== Data records

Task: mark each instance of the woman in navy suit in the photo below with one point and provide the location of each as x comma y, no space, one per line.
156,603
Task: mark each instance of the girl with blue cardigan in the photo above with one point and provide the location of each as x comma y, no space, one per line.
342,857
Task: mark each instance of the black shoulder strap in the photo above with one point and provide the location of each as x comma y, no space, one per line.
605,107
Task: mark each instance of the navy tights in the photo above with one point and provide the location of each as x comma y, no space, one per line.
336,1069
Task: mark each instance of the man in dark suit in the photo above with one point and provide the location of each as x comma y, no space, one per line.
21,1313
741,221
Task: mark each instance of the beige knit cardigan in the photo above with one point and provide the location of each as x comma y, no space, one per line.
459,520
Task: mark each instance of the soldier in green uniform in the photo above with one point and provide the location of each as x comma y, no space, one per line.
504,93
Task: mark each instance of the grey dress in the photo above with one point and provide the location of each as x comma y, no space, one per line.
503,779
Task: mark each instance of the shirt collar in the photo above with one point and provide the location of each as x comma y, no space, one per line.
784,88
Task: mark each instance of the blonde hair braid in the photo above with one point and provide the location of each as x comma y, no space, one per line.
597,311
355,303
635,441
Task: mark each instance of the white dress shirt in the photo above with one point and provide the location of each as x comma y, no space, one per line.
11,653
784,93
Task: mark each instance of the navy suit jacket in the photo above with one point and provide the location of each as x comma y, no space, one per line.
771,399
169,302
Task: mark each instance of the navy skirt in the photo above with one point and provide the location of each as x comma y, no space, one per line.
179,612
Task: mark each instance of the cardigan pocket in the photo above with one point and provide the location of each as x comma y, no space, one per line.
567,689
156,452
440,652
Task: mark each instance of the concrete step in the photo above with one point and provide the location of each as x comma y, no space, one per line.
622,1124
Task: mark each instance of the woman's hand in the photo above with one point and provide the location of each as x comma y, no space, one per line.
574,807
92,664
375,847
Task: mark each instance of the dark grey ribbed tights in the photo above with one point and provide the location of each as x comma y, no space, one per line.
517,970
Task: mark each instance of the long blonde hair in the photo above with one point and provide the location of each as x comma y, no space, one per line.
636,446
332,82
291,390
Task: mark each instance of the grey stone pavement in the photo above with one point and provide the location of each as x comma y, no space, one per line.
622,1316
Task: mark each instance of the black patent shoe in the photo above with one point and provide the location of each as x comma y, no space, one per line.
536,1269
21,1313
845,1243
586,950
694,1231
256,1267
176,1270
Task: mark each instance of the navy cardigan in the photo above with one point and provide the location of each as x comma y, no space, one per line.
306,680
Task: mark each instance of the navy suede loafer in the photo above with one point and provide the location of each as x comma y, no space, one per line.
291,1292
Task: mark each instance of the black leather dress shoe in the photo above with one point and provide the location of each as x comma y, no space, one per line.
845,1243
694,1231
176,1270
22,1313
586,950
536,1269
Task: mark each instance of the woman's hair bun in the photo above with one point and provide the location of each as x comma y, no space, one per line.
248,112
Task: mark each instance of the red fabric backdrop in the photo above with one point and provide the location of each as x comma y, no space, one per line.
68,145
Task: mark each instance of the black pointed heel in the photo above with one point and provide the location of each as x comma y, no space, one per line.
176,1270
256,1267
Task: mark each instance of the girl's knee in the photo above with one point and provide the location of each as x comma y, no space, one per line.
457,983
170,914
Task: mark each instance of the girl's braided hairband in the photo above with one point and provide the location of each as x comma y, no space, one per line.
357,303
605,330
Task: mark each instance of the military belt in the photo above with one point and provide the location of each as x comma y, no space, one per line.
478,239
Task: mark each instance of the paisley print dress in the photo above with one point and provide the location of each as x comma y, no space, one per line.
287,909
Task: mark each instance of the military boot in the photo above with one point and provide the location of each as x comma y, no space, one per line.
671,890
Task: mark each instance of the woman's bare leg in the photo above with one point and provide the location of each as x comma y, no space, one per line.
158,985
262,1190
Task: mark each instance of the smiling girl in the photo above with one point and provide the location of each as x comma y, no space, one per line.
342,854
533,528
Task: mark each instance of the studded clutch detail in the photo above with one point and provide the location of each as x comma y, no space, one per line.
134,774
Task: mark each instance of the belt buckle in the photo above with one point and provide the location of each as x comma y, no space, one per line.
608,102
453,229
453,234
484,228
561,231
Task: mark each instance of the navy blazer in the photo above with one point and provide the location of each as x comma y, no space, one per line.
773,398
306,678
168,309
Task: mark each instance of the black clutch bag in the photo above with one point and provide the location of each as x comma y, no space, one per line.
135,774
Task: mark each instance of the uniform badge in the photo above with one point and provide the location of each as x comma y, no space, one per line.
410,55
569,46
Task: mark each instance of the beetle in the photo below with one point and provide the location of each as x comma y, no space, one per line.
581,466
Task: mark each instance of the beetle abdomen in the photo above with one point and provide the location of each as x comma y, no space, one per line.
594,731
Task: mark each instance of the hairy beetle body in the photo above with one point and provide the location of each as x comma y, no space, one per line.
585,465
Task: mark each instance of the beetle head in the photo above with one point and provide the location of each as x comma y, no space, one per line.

====

#### What the task requires
None of the records may be left out; each is to be restated exactly.

#### Answer to the problem
Task: mark each instance of the woman in navy suit in the photo below with one point and provide the location of each as x comma y, no space, one per line.
156,603
Task: mark each instance of the girl with blue cardigan in the photo above with one point and provide the location of each as x comma y, no space, one per line.
342,857
Task: mark each instance of the black shoulder strap in the photo above with one point and provide the location of each as x comma y, no space, one per line.
605,107
Task: mark each instance of the navy tights in the photo above with one point and provide the location of each as x comma y, no space, one per line.
336,1069
Task: mark each instance of the man in dark suit in the photo above with one point and provide the location of each as x comma y, no space, one per line.
21,1313
741,221
Task: mark each instance of the beige knit cardigan in the photo above with one point and provide the location of each as x comma y, no space, one per line.
459,520
Task: mark each instance of the soldier in green uniform in the photo above with one point and provide the location of each as x comma y, no space, one per line.
504,93
Task: mark each instance of the grey dress in the photo above with one point and provide the location of each as x comma y, no space, one per line.
503,779
Task: mark each instance of the shirt collar in the photo above with one point and provide the location of each as x comma y, no space, one per line.
784,88
Task: mark each instance of the blonde hair braid in the photo above with one point and provide the location of each as x comma y, no space, one per line.
597,311
355,303
635,441
Task: mark each instance of the white dress shirt in the photo above with one point and provide the location of each as x comma y, no space, one per line.
11,653
784,93
Task: mark each instance of the navy suit jacket in the photo above with one point and provide the location of each as x comma y, no space, one per line.
771,399
169,302
Task: mark each instance of the navy skirt in the photo above with one point and provide the location of each as x comma y, no space, one per line.
179,612
Task: mark each instance of the cardigan pocket in the photo above with one point and provide the location of each as x comma y, no space, one per line.
567,689
156,452
440,652
Task: mark each instance of the concrete step in the photo above with one point and provide the location of each as x comma y, no space, one per line.
622,1124
Task: mark each instance of the woman's hand in the photo above with one point and provide the location of each as x comma y, no space, one per line.
574,807
92,664
375,847
Task: mark each instance of the dark grey ribbed tights in the photo above with one point and provide the location of each as x comma y, no space, one per line.
517,970
Task: mark each instance of the long blonde hair in the photo above with one point and provide the location of each as x comma y, no space, one per line.
636,446
332,82
291,390
Task: mark each instance of the grey stone pavement in the photo above with one point and provide the location of each as x comma y, no space, one per line.
622,1316
Task: mark each instance of the black patent shoe in the photo above with one point and provide the location of each as x comma y, no space, one per line.
536,1269
21,1313
845,1243
586,950
694,1231
256,1267
176,1270
Task: mark each instance of the navy cardigan in the photo above with one point and provide the location of each as x comma y, no space, one per line.
306,680
Task: mark each instance of the navy suede loafer in the photo above with one point and provide the location of each as x comma y, no space, one per line.
291,1292
Task: mark each instance of the black leather dress shoe in the photo above with one point and provide the location of each as x comma y, no space, one per line.
845,1243
694,1231
176,1270
22,1313
586,950
536,1269
Task: mark each instance of the woman's hair bun in the photo above with one point and provide the location of each as x comma y, no space, one per line.
248,112
Task: mark each instance of the red fabric backdrop in the photo above with one point and provide the location of each as x comma y, no space, one per line.
68,145
Task: mark each instance of the black pointed heel in the photo above with one point and provide the location of each as x comma y, no space, one per line.
176,1270
256,1267
Task: mark each instance of the girl's knee in the photo above with one point and provide the location of each as x comma y, no space, one per line.
457,983
170,914
Task: mark each instance of the girl's braided hairband in the photo above with one point and provide the location of each as x comma y, no space, one per line.
357,303
605,330
Task: mark each instance of the military belt in the photo above with one point and provide the location of each as x comma y, no space, one per line.
478,239
Task: mark each instance of the paisley print dress in the photo above with one point and provide the location of each as x comma y, no space, one per line.
287,909
Task: mark each instance of the military boot in the photo above with one point and provide the location of each as x comma y, no space, one per line.
671,890
Task: mark each instance of the woman's bare leg in the photo above with one point and provide the location of each as x comma y, no space, one per line.
158,985
262,1190
Task: mark each instance of the smiling girl in the photo above with one point and provide the location of each as x comma y, no space, one per line.
342,854
533,528
Task: mark each instance of the studded clutch detail in the photo above with one point and provide the location of each as x comma y, no space, one per line.
134,774
Task: mark each instance of the belt buckle in the photo above with one point and provide the location of each as x comma y, no space, one per line.
608,102
453,229
453,234
484,228
561,231
Task: mark each instance of the navy blazer in the photo above with one point and provide the location of each as x comma y, no space, one per line.
773,398
306,678
168,309
Task: mark each instance of the black clutch bag in the photo above with one point and provide the location of each as x comma y, no space, one per line.
135,774
Task: mark each instance of the uniform badge in the photo above with one point and provide the location of each as x comma y, no space, one per line.
410,55
569,46
Task: mark each instance of the beetle in the photo below with one point and provide the location of each as x comma y, no space, one per line.
581,466
Task: mark each instance of the beetle abdomen in the photo above with one point and provide the location of each as x comma y, no space, one per line.
594,731
Task: mark each instance of the hairy beetle body in the photo above with one point and provide the location of each as x comma y, no space, one per line.
585,465
Task: mark each instance of the beetle head in the photo above with one point and provide the location of each as x comma y, no space, one per line.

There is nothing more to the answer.